#### YOUR TASKS:
(1) List the role labels the judgment passage uses for specific litigants, such as a party's position or number in the case.
(2) Write the next part of the judgment passage, picking up after its final sentence.
***** QUOTED TEXT *****
25.The undertaking and the acceptance not to raise the issue of interpolation is a matter of record. It is well settled that once a issue of fact has been judicially determined finally between the parties by a Court of competent jurisdiction and the same issue comes directly in question in subsequent proceedings between the same parties then the persons cannot be allowed to raise the same question which already stands determined earlier by the competent Court. For that the question of interpolation in the renewal clause of the said deed has been finally decided and the same issue has been raised in the present suit when in both the suits the parties are the same and the basic claim of both the parties are same as in eviction suit, the plaintiff is claiming eviction by termination of lease and denying the renewal clause whereas in the specific performance suit, the appellants are claiming the renewal of the lease on the basis of the said renewal clause. Hence in both the suits, the main issue is substantially and materially one and the same and both the cases are being tried simultaneously. This apart, the judgment of the High Court and of this Court is a judgment in personam which is binding upon both the parties. It is also seen that the order dated 15.02.1999 in Civil Revision is a consent order which creates an estoppel by judgment as the judgment dated 15.02.1999 operates as estoppel as records of the findings are essential to ascertain the judgment. By passing of the impugned judgment, the High Court has virtually allowed the suit in favour of respondent No.1. In any view of the matter, the impugned order is bad in law and fact as well and, therefore, the same is liable to be set aside."
***** MATERIAL SUPPLIED *****
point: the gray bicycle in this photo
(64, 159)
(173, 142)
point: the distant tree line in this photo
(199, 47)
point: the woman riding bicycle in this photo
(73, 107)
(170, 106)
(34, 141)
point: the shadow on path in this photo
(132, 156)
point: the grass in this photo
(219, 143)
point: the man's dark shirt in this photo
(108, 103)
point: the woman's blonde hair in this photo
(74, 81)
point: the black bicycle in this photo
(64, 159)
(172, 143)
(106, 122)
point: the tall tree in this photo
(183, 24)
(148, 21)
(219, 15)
*****
***** MATERIAL SUPPLIED *****
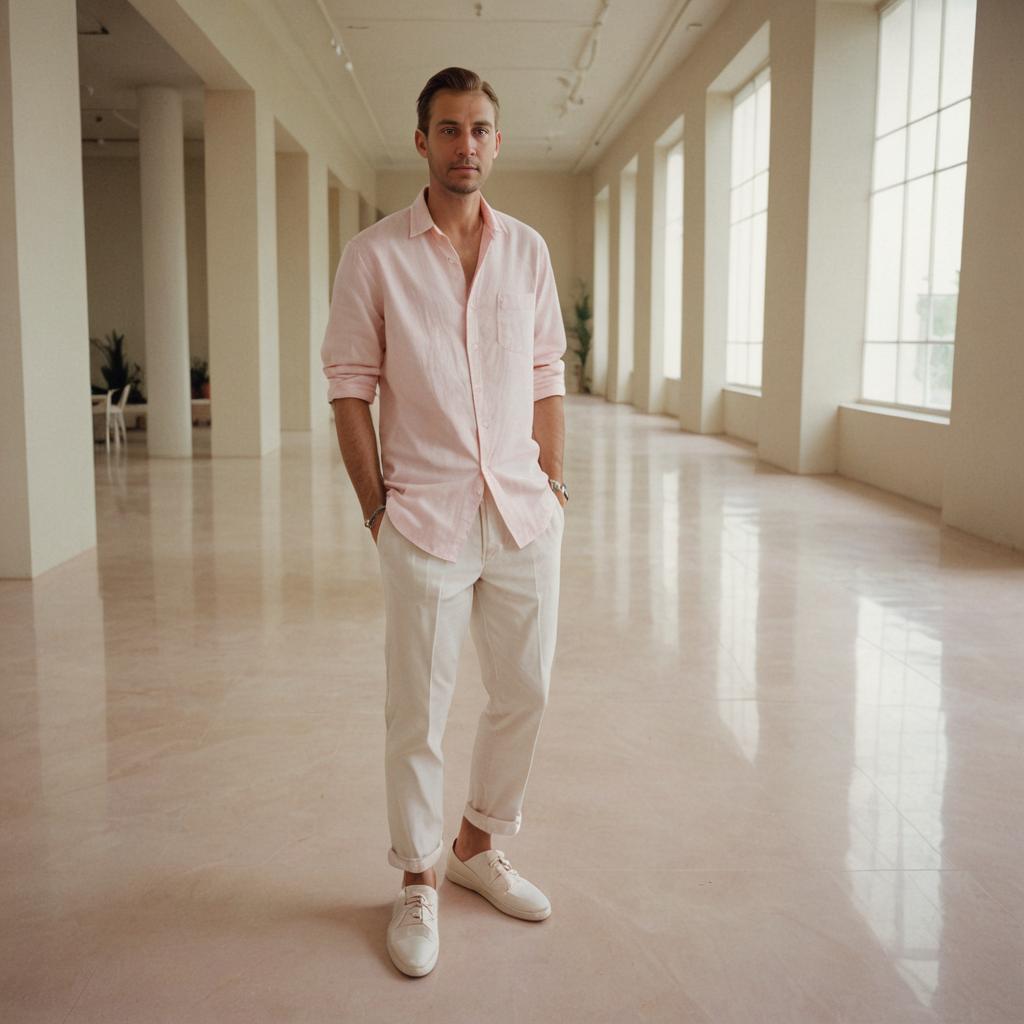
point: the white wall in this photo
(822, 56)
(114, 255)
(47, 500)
*****
***** MATERIAL SUPPLIED *****
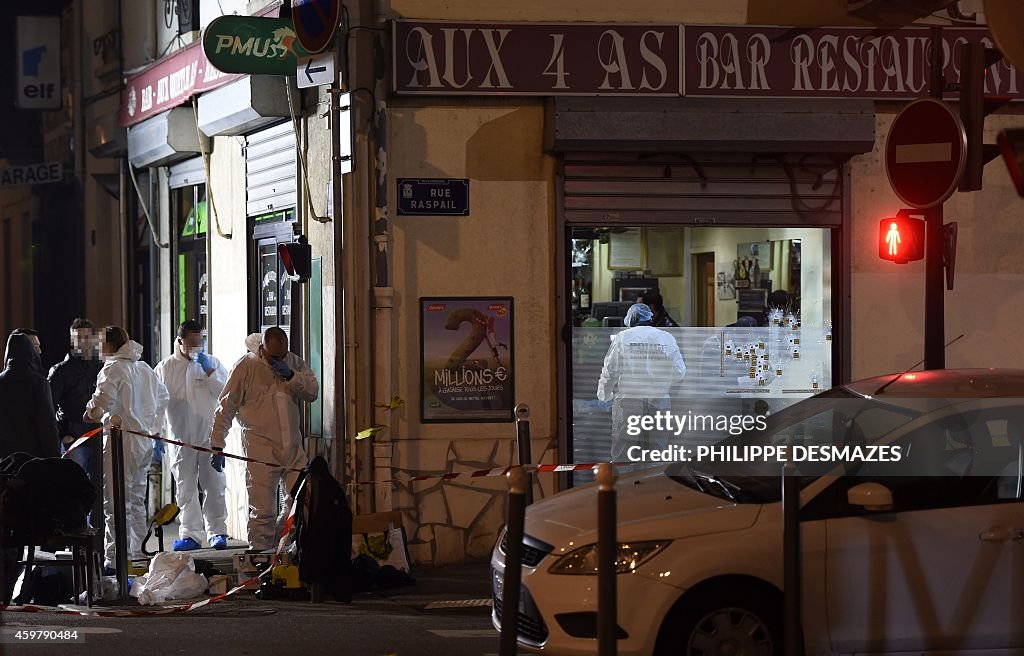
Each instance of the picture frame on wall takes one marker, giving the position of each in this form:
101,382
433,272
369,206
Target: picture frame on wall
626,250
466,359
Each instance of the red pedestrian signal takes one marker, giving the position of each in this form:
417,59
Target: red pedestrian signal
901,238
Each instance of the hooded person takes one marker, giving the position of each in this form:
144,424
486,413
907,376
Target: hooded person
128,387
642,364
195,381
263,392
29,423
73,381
*****
#### RESPONSES PER TASK:
(1) the plaintiff, the appellants, respondent No.1

(2)
(d)In G.Mahalingappa V. G.M.Savitha, (2006) 2 M.L.J. 197 (S.C.), the Hon'ble Supreme Court in paragraph 25 has laid down has follows:
"From the judgment of the High Court, the Court finds that the concurrent findings of fact were set aside not on consideration of the findings of fact arrived at by the courts below but only on the basis of the arguments of the learned Advocate of the respondent. This was also not permissible to the High Court in Second Appeal to come to a contrary findings of its own only on the basis of the arguments of the learned counsel for the respondent without considering the findings of the trial court as well as the appellate court. It is equally settled that High Court in second appeal is not entitled to interfere with the concurrent findings of fact arrived at by the courts below until and unless it is found that the concurrent findings of fact were perverse and not based on sound reasoning.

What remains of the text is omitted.